[Trecho selecionado]
------------------------

Esta foi a terceira expedição do urologista Eufânio Sachetti. “É o verdadeiro sentido de servir. Porque você faz alguma coisa pra alguém que nunca mais vai ver. É uma satisfação. Vai muito além do racional”, explicou. O médico revelou que, além de atender pessoas carentes, também consegue levar aos estudantes uma realidade diferente do que conheciam. “Isso será muito importante para a formação deles”.

Sachetti informou que o Grupo Integrado também colaborou com a expedição, sendo um parceiro importante. Segundo ele, a expedição “Humanika”, criada dentro da faculdade de medicina, faz parte da Missão Canaã, que existe há três décadas. Com pequenas embarcações, eles conseguem atingir locais onde moram populações de extrema vulnerabilidade social. “Esperamos que o projeto se perpetue e que, uma vez ao ano, estudantes de Campo Mourão possam ter essa experiência”, disse.

Gabrielli Lais Martini, 21, foi uma das estudantes do projeto. No oitavo período de medicina, revelou estar plenamente satisfeita com sua participação na expedição. “Sem dúvidas foi a maior experiência e aprendizado que já tive em minha vida. Sair da zona de conforto, de perto da família, do meu lar e de toda a comodidade para doar-me a um projeto voluntário. Ter contato com uma realidade e cultura totalmente diferente. Enfrentar o calor da região, a exaustão, o trabalho que vai muito além de consultas. Enfim, tudo isso não foi fácil. Mas se tornou mais leve com o apoio que tivemos de toda a equipe. Foi incrível trabalhar com pessoas tão competentes, dedicadas e apaixonadas pela medicina”, descreveu.

Na visão de Gabrielli e de todos os outros estudantes, as diferenças das realidades das regiões Norte e Sul do país, são impactantes. É um choque. “É triste. Dói perceber que o ser humano é frágil quando não se tem as regalias que temos por aqui. O acesso à saúde, água encanada, saneamento básico, descarte correto do lixo são extremamente falhos naquela região”, explicou. Para ela, é preciso entender como projetos dessa natureza salvam vidas. Uma vez que, pessoas estão tentando sobreviver com pouco ou quase nada. “Elas não têm noção do quão grave isto é e, talvez, por isso, tentam levar a vida da forma mais pura e leve o possível”.

------------------------

(Dados de localização de pontos)

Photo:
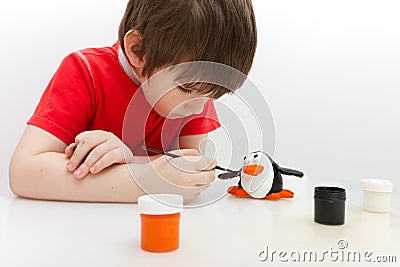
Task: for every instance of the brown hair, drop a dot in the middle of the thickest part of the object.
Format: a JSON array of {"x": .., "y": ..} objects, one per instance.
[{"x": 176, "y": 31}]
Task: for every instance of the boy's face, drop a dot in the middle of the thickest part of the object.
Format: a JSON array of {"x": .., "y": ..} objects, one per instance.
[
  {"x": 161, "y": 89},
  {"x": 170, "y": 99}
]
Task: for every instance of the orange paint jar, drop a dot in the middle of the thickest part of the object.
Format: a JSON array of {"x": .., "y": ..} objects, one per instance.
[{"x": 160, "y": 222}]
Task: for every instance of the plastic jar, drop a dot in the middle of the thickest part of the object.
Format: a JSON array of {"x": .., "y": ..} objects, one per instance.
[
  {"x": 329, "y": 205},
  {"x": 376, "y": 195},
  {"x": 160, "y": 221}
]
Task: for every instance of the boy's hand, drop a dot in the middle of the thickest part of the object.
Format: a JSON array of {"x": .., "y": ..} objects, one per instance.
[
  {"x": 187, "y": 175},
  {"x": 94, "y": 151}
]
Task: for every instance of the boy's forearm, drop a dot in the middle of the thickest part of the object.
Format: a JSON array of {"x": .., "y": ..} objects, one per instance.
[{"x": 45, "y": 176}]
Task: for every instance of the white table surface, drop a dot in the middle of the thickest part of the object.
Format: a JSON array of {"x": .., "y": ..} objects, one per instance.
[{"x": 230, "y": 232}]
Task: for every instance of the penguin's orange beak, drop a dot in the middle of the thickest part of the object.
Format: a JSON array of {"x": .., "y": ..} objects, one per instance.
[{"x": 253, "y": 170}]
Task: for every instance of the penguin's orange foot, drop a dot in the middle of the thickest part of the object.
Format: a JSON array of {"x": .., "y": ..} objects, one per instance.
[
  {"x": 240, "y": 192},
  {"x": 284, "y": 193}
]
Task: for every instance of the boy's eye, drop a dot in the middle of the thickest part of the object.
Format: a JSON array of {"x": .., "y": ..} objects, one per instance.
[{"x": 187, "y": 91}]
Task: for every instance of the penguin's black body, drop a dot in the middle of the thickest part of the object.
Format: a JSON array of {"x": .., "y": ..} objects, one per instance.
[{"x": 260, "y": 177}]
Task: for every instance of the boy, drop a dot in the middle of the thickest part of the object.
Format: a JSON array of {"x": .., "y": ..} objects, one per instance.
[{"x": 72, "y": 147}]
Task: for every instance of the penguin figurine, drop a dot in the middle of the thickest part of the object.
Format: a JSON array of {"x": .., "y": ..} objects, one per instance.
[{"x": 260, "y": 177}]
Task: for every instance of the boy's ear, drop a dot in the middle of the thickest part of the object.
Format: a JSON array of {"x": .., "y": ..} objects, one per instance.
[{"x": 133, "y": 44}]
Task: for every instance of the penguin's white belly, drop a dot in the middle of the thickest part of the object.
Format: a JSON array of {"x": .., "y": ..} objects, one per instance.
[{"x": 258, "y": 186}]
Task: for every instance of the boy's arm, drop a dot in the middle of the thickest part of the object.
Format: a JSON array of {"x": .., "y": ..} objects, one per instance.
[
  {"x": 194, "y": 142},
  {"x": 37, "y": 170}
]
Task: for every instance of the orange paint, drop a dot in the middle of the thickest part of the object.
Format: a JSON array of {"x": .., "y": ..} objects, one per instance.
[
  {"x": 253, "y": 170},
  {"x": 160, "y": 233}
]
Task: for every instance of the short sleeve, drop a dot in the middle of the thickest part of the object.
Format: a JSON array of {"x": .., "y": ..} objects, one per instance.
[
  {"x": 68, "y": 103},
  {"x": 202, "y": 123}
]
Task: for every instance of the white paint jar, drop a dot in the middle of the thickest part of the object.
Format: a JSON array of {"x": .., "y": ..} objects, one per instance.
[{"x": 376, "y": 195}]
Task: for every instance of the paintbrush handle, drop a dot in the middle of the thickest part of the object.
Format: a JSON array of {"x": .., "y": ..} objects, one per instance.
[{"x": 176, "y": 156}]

------------------------

[Questões do material]
A: Responda com base no texto sobre a expedição médica:
(i) Qual foi a expedição de Eufânio Sachetti, segundo a contagem do texto?
(ii) Há quanto tempo existe a Missão Canaã?
(iii) Em que período do curso de medicina está Gabrielli Lais Martini?
B: Escreva a continuação do texto sobre a expedição médica, começando logo após a última frase apresentada.

[Resultados do exercício]
A:
(i) A terceira.
(ii) Há três décadas.
(iii) No oitavo período.

B:
O REFLEXO DA REALIDADE
No distrito de Prainha, Boa Vista-Pará, os estudantes atenderam um menino de aproximadamente um ano. Seus pais não sabiam explicar o que a criança tinha, mas carregavam uma pasta cheia de exames prévios do filho. Chegou-se à conclusão que o menino era portador de hepatite A, com transmissão fecal oral ou por água e alimentos contaminados – reflexo da falta de saneamento e higiene.

A doença estava rapidamente comprometendo o fígado, que também estava aumentado, demonstrado por uma ultrassonografia. No exame físico notaram o paciente desidratado, desnutrido, irritadiço, com abdome globoso, dificultando o exame abdominal. Também estava com baixo peso para a idade e um atraso no seu desenvolvimento motor. Não levantava os membros superiores e inferiores e, muito menos ficava em pé. Uma criança de um ano já deve caminhar ou arriscar seus primeiros passos.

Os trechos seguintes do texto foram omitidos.